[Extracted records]
==*==
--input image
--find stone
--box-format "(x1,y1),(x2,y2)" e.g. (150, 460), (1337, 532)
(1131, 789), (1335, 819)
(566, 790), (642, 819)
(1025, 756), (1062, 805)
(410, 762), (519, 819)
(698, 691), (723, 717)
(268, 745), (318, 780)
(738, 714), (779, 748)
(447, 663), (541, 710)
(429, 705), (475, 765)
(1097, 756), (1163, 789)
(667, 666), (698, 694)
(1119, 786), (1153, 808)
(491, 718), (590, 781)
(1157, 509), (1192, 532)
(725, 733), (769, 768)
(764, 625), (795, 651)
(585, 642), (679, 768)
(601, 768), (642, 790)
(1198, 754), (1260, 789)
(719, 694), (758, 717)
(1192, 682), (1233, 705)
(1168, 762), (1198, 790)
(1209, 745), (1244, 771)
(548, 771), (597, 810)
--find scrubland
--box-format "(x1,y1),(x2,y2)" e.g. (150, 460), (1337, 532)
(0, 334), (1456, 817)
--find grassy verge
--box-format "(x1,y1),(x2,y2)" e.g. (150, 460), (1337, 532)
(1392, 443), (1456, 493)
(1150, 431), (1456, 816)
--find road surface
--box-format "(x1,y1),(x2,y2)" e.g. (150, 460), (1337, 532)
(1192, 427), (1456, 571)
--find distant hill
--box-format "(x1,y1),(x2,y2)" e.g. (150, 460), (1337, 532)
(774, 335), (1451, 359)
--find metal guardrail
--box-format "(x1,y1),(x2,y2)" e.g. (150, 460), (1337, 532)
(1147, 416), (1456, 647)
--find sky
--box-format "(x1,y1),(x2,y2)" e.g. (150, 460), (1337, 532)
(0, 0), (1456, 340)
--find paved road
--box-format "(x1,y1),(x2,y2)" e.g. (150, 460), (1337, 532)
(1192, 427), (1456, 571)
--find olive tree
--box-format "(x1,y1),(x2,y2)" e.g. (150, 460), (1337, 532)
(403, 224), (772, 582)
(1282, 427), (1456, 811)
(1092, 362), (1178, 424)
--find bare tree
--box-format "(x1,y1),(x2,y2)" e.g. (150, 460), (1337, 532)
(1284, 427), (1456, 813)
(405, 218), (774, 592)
==*==
WRITTEN REQUEST:
Reproduce every line of the material above without any change.

TASK ANSWER:
--input image
--find stone
--box-format "(x1,y1),(x2,y2)" e.g. (150, 460), (1337, 532)
(1131, 789), (1335, 819)
(566, 790), (642, 819)
(1025, 756), (1062, 805)
(410, 762), (519, 819)
(698, 691), (723, 717)
(268, 745), (318, 780)
(738, 714), (779, 748)
(447, 663), (541, 710)
(429, 705), (475, 765)
(1097, 756), (1163, 789)
(667, 666), (698, 694)
(1119, 786), (1153, 808)
(491, 718), (590, 781)
(1157, 509), (1192, 532)
(725, 733), (769, 768)
(764, 625), (795, 651)
(585, 642), (679, 768)
(601, 768), (642, 790)
(1198, 754), (1260, 789)
(719, 694), (758, 717)
(1192, 682), (1233, 705)
(1168, 762), (1198, 790)
(1209, 745), (1244, 771)
(548, 771), (597, 810)
--find scrubland
--box-format "(x1,y1),(x2,y2)" e.g. (150, 460), (1337, 532)
(0, 334), (1456, 817)
--find grassy verge
--box-format "(x1,y1),(x2,y2)" e.g. (150, 460), (1337, 532)
(1392, 443), (1456, 493)
(1150, 431), (1456, 816)
--find road surface
--box-format "(x1,y1),(x2,y2)" e.g. (150, 460), (1337, 532)
(1192, 427), (1456, 571)
--find distant hill
--box-format "(x1,y1),(x2,y2)" e.g. (150, 460), (1337, 532)
(774, 335), (1451, 359)
--find metal guardrail
--box-format "(x1,y1),(x2,y2)" e.g. (150, 460), (1337, 532)
(1147, 416), (1456, 647)
--find sky
--box-format "(x1,y1),(x2,y2)" e.g. (150, 460), (1337, 532)
(0, 0), (1456, 340)
--find paved road
--box-format "(x1,y1),(x2,y2)" e.g. (150, 460), (1337, 532)
(1192, 427), (1456, 571)
--find olive tree
--box-format "(x1,y1),(x2,y2)" e.g. (150, 460), (1337, 532)
(403, 224), (772, 582)
(1282, 427), (1456, 811)
(1092, 362), (1178, 424)
--find bare tree
--box-format "(x1,y1),(x2,y2)" e.g. (150, 460), (1337, 532)
(1284, 427), (1456, 813)
(405, 218), (774, 592)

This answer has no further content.